#### Stored items from a collection
━━━━━━━━━━

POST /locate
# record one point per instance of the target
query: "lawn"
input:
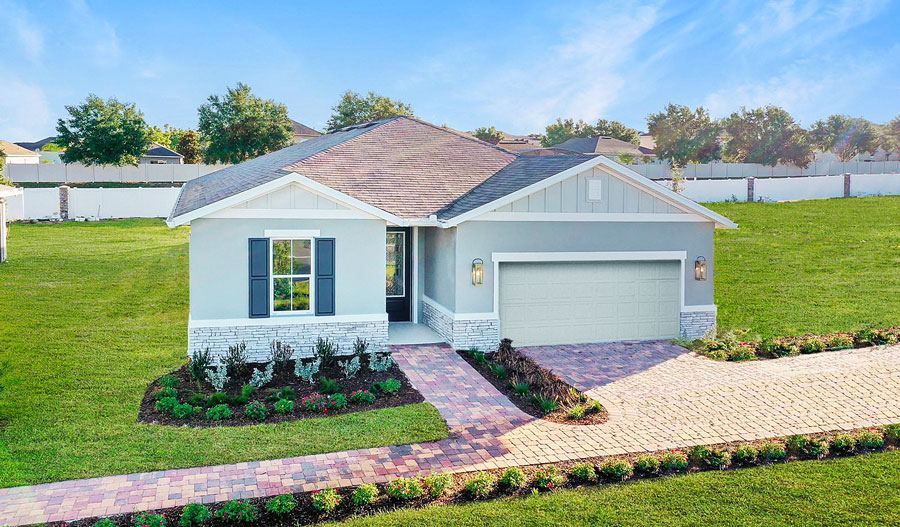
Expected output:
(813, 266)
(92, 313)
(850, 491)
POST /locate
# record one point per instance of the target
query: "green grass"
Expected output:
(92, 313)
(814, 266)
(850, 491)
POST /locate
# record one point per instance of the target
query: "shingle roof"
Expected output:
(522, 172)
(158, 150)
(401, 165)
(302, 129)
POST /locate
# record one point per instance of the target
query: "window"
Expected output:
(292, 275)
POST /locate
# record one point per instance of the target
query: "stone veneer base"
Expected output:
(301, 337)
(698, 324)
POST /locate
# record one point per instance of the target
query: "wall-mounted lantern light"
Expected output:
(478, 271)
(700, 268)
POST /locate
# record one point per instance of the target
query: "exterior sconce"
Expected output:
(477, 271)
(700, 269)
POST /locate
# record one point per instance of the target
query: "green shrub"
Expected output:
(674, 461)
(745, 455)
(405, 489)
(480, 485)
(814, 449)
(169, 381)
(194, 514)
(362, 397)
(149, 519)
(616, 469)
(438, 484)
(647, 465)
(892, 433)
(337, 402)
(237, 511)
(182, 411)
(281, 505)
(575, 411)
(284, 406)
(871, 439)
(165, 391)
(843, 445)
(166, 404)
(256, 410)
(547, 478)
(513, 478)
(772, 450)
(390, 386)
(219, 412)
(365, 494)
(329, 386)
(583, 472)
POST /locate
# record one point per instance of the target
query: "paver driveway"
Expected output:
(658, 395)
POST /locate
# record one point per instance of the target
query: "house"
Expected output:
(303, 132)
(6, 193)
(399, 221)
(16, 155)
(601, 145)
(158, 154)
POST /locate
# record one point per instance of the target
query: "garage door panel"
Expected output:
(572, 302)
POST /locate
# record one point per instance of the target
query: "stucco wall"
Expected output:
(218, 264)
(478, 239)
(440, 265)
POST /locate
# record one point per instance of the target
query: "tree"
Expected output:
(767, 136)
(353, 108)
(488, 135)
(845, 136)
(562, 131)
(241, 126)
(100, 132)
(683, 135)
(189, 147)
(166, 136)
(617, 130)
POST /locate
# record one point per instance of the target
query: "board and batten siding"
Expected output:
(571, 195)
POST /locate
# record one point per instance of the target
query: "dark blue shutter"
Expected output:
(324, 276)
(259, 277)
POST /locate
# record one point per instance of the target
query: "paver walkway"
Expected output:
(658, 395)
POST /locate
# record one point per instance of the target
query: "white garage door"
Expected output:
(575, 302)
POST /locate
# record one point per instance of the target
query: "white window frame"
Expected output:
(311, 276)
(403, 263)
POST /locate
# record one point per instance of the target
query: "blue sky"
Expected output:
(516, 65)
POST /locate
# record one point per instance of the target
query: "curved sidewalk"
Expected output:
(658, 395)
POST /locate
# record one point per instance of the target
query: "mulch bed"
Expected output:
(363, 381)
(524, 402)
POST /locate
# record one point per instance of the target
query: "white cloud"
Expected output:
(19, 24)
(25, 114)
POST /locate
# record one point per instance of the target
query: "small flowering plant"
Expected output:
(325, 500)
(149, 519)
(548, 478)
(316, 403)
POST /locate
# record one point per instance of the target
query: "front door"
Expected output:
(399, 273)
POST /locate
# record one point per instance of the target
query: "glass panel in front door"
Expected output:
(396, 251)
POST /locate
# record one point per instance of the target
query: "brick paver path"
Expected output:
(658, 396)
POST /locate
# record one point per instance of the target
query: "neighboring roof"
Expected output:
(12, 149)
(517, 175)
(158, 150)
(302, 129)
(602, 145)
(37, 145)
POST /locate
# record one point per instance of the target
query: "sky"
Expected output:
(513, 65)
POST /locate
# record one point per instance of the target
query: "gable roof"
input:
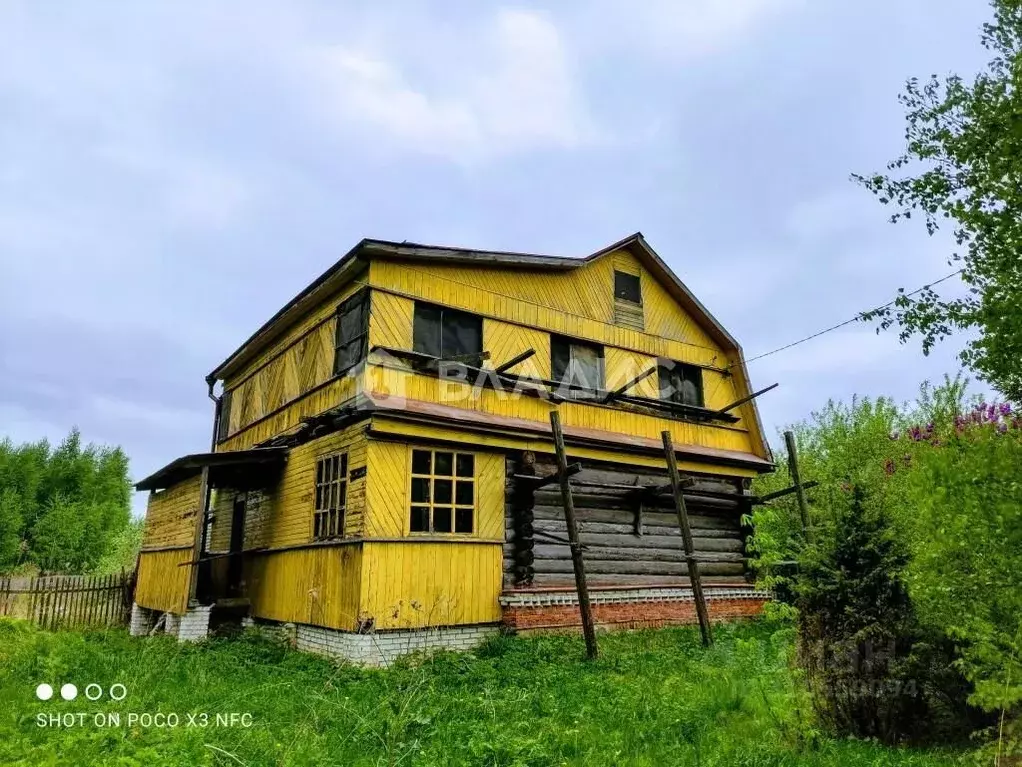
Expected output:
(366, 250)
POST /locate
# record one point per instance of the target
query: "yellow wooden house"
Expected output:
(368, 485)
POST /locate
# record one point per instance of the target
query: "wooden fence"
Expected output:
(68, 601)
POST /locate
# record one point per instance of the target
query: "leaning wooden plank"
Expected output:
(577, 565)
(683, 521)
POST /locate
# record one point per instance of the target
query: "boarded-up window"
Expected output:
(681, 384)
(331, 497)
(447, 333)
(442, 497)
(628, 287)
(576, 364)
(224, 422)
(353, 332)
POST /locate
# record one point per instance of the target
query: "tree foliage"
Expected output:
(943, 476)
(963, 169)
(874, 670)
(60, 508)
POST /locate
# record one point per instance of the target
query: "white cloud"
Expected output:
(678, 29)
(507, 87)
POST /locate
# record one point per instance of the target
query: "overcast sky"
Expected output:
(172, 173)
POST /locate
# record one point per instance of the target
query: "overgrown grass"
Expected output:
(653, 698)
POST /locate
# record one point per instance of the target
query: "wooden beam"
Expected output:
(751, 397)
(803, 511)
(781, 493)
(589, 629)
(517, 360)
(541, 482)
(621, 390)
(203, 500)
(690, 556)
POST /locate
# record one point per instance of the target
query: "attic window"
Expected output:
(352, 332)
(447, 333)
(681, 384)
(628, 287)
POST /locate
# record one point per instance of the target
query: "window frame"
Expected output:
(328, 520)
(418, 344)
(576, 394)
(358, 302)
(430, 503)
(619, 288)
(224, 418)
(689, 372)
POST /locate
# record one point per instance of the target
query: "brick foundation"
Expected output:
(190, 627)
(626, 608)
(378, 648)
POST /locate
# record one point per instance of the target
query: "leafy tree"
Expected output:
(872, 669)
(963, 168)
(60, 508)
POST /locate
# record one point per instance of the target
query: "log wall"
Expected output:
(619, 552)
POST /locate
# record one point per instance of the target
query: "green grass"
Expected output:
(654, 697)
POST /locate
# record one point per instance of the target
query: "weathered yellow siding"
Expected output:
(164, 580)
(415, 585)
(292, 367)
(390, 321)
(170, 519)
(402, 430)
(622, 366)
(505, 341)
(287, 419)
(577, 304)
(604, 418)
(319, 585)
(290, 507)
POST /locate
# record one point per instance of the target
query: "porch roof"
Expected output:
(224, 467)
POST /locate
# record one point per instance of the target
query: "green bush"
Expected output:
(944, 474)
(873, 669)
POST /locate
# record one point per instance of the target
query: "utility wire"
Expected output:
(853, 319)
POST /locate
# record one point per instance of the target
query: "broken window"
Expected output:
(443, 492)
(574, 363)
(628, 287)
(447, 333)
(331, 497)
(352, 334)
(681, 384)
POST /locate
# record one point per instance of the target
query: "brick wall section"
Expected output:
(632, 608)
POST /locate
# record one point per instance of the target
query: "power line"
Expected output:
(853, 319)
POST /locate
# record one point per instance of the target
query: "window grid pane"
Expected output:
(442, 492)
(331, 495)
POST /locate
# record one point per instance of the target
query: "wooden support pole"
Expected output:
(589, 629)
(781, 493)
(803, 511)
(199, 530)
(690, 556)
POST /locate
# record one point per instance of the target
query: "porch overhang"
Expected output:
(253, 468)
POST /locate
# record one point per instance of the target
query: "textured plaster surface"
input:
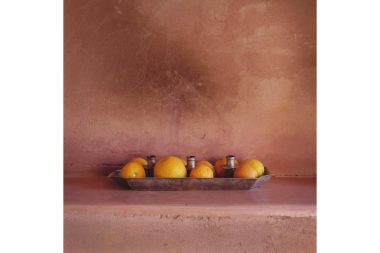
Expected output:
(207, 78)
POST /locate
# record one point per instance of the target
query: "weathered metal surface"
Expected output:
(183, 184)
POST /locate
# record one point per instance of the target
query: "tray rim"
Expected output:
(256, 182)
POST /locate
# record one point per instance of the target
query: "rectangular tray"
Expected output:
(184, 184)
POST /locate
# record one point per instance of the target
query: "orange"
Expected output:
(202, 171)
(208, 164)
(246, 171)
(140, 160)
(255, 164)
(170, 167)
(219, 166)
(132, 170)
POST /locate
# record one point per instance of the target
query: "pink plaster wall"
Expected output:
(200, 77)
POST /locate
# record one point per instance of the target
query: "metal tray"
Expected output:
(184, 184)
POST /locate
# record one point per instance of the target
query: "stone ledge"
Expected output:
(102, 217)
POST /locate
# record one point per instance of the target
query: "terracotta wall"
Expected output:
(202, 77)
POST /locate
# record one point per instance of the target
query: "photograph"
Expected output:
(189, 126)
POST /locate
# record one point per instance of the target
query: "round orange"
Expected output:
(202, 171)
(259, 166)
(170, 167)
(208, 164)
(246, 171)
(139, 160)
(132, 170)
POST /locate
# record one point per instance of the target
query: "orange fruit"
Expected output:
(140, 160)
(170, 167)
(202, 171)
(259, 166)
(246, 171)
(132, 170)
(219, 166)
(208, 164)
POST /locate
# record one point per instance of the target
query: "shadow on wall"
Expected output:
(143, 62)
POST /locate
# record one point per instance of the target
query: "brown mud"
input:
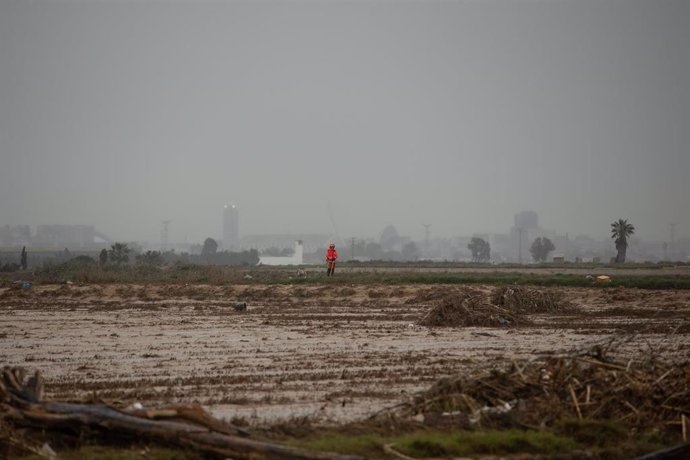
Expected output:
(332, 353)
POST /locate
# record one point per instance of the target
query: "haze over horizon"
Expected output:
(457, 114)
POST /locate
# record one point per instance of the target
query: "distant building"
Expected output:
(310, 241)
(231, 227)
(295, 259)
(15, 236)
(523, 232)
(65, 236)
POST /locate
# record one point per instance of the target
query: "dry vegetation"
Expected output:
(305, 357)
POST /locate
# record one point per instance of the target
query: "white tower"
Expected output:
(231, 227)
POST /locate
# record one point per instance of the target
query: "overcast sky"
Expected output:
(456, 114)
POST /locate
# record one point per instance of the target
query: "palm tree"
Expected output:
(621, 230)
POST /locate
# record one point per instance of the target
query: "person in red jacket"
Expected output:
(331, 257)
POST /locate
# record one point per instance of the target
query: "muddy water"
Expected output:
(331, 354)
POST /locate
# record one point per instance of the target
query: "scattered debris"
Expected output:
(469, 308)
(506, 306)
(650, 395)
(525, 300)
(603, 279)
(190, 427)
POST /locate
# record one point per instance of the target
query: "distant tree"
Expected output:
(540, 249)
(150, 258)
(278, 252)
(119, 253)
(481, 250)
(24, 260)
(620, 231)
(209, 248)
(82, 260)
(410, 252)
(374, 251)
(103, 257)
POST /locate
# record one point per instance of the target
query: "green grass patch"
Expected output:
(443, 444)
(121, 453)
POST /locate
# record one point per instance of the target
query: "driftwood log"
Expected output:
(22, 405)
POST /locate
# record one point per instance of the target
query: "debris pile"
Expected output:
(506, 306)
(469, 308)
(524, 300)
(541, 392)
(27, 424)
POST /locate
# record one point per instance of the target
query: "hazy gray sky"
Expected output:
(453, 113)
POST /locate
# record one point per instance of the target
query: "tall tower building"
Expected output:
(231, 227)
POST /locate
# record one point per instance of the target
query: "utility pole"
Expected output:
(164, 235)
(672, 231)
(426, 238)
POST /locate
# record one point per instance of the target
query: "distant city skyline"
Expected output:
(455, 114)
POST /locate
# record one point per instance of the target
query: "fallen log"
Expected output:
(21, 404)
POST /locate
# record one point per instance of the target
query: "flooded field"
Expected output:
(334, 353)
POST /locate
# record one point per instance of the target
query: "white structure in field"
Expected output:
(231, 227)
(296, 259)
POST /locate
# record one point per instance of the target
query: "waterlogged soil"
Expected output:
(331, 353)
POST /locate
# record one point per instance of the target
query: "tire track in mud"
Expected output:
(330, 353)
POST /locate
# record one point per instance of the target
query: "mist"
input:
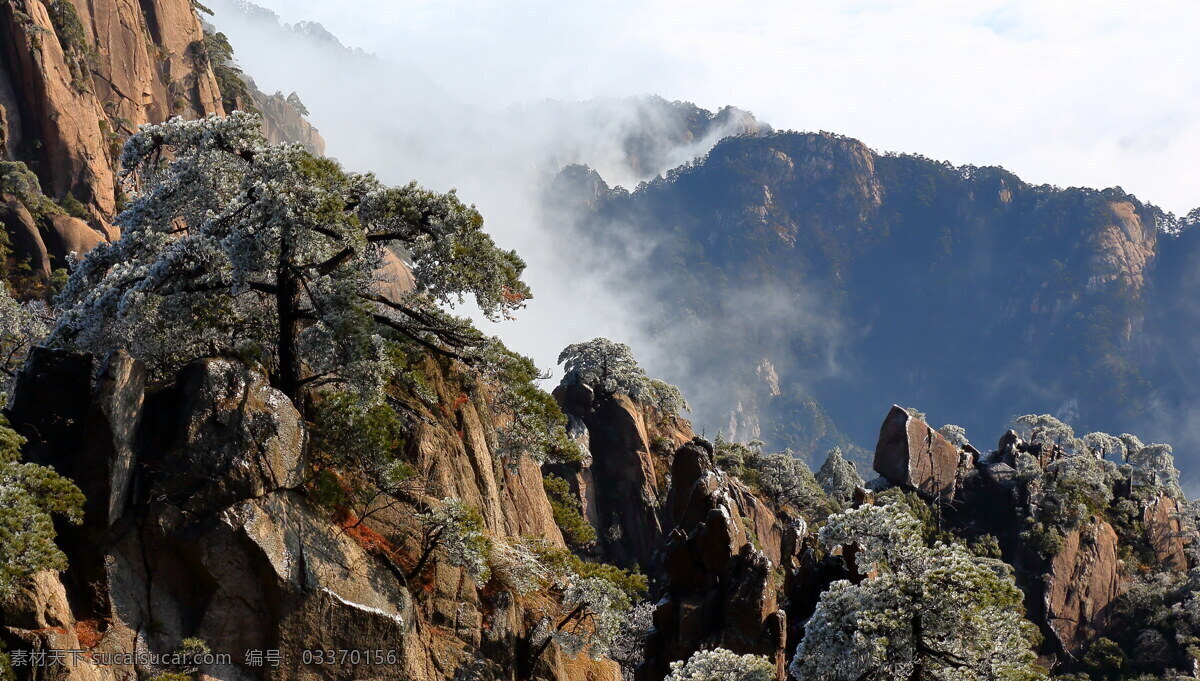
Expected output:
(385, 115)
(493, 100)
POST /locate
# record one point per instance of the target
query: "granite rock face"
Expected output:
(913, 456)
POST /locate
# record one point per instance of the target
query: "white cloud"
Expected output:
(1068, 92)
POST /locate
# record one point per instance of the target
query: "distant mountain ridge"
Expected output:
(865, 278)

━━━━━━━━━━

#### WORK INSTRUCTIONS
Search the entries above for the string "pole". Copy each line in which it appears.

#### FINISHED TASK
query: "wooden support pole"
query: "utility pole"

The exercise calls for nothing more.